| Selected excerpt |
# Pedals: Look Keo 2 Max or Shimano 5700 C?



## SwimCycle09 (Apr 22, 2014)

I've read a lot of reviews both on this site and elsewhere on the web on these two pedals and it appears they are pretty similar. Common problems complained about included Look cleats wearing faster than Shimanos and both pedals not rotating to a clip-in friendly position when unclipped.

I am coming from single sided SPD pedals and want give some true good quality road pedals a try. Any other thoughts would be appreciated or just simply vote!


----------



## AndrwSwitch (May 28, 2009)

What's wrong with what you've got?

For me, this is about shoes, mostly, then insoles, with pedals being pretty much in last place as long as they're fit for purpose.


----------



## mpre53 (Oct 25, 2011)

My toes seem to rotate both brands to the clip-in position equally as well. :wink:


----------



## SwimCycle09 (Apr 22, 2014)

A) Nothing. I plan on moving my current pedals to a different bike for more casual riding/ commuting and want to put something else onto my road bike that will be more comfortable clipped in/efficient than the A530s I am currently running.

B) I bought some road/tri shoes (with both 3 bolt and 2 bolt cleat mounting options) on clearance that I really like and I am currently running them with the A530s via the shimano SPD to SPD-SL adaptor...this is not working as well as I thought it would.

C) I want to try actual road pedals because I never have and these two seem to be good performance value.


----------



## AndrwSwitch (May 28, 2009)

If your shoes have both mounting patterns, wouldn't that make them natively compatible with whatever the normal cleat is for the A530? I thought the SPD-SL cleat was for a road pedal, which the A530 isn't exactly.

FWIW, I do use road pedals on three of my bikes. Shoes and insoles aren't quite enough to line up my feet well enough for a MTB pedal, so using Speedplays, which have a ton of float, gets me the rest of the way there. But I gotta say, if I could make it work, I'd love to retire my road pedals. I could potentially ride any of my bikes in MTB shoes, but running up a crumbling bank (or really just trying to walk) with a road cleat on sucks. And multiple pairs of shoes are just kind of annoying. I have to stock spare parts for both systems. I have to buy insoles for both.

So I guess if you insist on trying road pedals, I like my Speedplay X-Pedals. But mostly because they have a specific attribute that really helps me. Which I guess would be my non-facetious advice - road pedals are somewhat varied. Look for one that you have a good reason to believe will actually do something better than your A530s.

The discomfort is probably a shoe thing, especially now that I've looked up the A530 and see that it's got a big honkin' cage. If the soles of your shoes are mating with that right, you should have as big a power transfer area as most road systems. More than most MTB pedals or Speedplays.


----------



## Sundog (Sep 25, 2013)

You may find this article worth a read:

ROAD PEDALS – WHICH ARE BEST? » Bike Fit » Steve Hogg's Bike Fitting Website

I like speedplay too. Zeros (cr-mo).


----------



## SwimCycle09 (Apr 22, 2014)

| Record excerpts |
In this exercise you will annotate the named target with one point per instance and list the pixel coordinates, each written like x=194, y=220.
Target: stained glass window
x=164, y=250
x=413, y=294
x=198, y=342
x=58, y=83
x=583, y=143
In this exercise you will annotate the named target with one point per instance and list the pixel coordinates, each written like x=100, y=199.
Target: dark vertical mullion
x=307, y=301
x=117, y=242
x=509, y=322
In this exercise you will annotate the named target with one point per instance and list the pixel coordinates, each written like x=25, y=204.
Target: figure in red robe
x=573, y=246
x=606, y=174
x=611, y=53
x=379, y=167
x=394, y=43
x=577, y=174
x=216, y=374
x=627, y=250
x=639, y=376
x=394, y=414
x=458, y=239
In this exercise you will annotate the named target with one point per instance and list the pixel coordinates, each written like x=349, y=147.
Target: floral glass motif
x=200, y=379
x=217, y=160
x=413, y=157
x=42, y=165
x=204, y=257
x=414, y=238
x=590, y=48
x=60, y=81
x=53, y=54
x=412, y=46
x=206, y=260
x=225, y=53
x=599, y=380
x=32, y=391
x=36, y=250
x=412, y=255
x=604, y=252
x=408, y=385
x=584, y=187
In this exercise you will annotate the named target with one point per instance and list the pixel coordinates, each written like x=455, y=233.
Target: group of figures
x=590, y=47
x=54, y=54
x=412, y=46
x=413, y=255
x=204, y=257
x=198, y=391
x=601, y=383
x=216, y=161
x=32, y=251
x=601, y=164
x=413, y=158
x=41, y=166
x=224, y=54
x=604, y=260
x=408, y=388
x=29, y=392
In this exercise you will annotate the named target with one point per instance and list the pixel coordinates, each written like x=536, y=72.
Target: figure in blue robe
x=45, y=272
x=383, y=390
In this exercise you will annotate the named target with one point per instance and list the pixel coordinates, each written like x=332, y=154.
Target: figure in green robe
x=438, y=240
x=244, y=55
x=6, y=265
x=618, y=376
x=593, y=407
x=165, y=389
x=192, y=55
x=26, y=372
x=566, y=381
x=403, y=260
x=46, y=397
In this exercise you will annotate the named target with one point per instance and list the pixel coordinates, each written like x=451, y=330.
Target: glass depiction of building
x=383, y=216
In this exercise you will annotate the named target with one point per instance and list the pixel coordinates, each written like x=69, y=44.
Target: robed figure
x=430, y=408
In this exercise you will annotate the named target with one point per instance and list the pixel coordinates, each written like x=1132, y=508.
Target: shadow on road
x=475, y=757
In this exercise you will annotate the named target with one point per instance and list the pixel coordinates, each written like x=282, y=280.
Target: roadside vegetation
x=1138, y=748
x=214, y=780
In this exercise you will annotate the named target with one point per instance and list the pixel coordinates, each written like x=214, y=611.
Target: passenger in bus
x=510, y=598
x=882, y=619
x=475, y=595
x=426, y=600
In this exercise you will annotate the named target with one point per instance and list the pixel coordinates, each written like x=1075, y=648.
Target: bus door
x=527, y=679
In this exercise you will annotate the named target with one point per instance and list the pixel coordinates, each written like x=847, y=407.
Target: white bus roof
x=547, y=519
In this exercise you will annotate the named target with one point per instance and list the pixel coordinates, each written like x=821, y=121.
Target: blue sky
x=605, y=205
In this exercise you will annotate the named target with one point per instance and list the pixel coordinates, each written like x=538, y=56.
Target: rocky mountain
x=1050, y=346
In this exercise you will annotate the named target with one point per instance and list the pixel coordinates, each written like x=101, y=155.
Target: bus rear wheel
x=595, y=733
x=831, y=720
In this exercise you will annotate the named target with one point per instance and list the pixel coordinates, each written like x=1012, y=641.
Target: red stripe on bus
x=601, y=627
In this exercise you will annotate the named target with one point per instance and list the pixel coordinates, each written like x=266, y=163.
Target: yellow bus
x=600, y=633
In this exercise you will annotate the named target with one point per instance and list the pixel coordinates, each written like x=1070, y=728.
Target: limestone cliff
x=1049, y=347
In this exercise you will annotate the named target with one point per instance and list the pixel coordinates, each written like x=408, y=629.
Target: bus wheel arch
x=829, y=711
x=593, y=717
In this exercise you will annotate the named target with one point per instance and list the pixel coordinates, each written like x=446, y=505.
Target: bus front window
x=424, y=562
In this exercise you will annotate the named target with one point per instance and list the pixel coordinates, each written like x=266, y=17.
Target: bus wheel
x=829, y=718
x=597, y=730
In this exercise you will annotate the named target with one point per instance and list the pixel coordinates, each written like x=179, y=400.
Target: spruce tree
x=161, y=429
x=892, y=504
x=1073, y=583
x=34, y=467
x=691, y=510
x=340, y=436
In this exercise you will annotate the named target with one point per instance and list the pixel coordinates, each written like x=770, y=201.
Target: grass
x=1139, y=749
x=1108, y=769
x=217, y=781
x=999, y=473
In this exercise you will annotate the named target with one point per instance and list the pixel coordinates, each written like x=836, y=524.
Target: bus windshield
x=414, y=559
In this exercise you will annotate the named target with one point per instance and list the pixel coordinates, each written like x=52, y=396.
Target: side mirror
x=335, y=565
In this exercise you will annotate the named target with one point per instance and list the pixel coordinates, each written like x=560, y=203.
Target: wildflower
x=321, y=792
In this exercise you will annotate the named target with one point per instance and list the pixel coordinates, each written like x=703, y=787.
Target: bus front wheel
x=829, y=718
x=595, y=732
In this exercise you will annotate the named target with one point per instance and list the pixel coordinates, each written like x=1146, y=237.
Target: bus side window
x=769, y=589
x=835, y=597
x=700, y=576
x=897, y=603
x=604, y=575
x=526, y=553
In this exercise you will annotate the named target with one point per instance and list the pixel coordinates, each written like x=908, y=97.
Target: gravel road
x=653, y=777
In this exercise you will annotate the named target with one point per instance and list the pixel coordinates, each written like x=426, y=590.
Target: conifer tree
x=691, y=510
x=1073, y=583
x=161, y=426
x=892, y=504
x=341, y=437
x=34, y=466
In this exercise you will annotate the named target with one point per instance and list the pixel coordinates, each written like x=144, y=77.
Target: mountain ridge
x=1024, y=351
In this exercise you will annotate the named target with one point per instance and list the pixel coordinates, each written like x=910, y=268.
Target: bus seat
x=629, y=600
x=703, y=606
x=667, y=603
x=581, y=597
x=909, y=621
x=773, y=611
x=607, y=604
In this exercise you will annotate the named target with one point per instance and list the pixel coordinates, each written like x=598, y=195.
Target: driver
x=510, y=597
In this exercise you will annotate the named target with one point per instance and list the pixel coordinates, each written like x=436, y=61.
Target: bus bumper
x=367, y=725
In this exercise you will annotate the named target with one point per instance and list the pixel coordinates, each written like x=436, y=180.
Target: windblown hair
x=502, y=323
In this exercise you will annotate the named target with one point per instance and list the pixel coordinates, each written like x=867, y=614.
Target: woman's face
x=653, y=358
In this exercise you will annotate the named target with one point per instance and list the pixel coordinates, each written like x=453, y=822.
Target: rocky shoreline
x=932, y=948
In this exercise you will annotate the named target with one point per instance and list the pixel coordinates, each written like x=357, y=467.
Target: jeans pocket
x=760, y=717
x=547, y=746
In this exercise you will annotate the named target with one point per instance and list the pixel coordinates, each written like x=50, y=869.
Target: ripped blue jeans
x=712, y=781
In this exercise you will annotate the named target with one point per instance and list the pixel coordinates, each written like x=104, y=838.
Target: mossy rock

| Exercise set |
1. For each statement about the pedal thread, answer yes or no according to the thread, and quote the words that decide it: (a) The person comparing the two pedals was previously using single-sided SPD pedals. (b) AndrwSwitch considers pedals more important than shoes. (c) Sundog likes Speedplay Zeros.
2. Retype the part of the pedal thread starting with "I've read a" and going on through "fit for purpose.".
3. Extend the pedal thread from the point where it stops.
The lines are separate material from the pedal thread.

| Answer list |
1.
(a) Yes: "I am coming from single sided SPD pedals"
(b) No: "For me, this is about shoes, mostly, then insoles, with pedals being pretty much in last place as long as they're fit for purpose."
(c) Yes: "I like speedplay too. Zeros (cr-mo)."

2.
I've read a lot of reviews both on this site and elsewhere on the web on these two pedals and it appears they are pretty similar. Common problems complained about included Look cleats wearing faster than Shimanos and both pedals not rotating to a clip-in friendly position when unclipped.

I am coming from single sided SPD pedals and want give some true good quality road pedals a try. Any other thoughts would be appreciated or just simply vote!


----------



## AndrwSwitch (May 28, 2009)

What's wrong with what you've got?

For me, this is about shoes, mostly, then insoles, with pedals being pretty much in last place as long as they're fit for purpose.

3.
Thanks for your input, its brought me back to my original line of thinking that I might want double sided entry pedals (but I seem to be doing alright with single side now though). 

I know Speedplay is the road way to go for this but Speedplays seem expensive to me. I can get the 105 pedals in their Carbon version for $80 and the cheapest Speedplays I have found are $114. I'd like to keep it under $100

I went with the adaptor because the very first pair of road shoes (its was a stupid buy for a first time road cyclist, on clearance with a partial carbon sole...) I had was 2 and 3 bolt compatible so I mounted the SPD cleats right onto the shoe. Result after less than 300 miles was disasterous...the carbon part of the left shoe sole splintered causing the cleat to become loose from the shoe and left me unable to unclip. I had to get my foot completely out of my shoe to get off my bike. I think this happened cause I may have mounted the cleats wrong or there was a manufacturing defect in the shoe. Either way, I will never buy a carbon fiber soled cycling shoe, (partial or whole) again.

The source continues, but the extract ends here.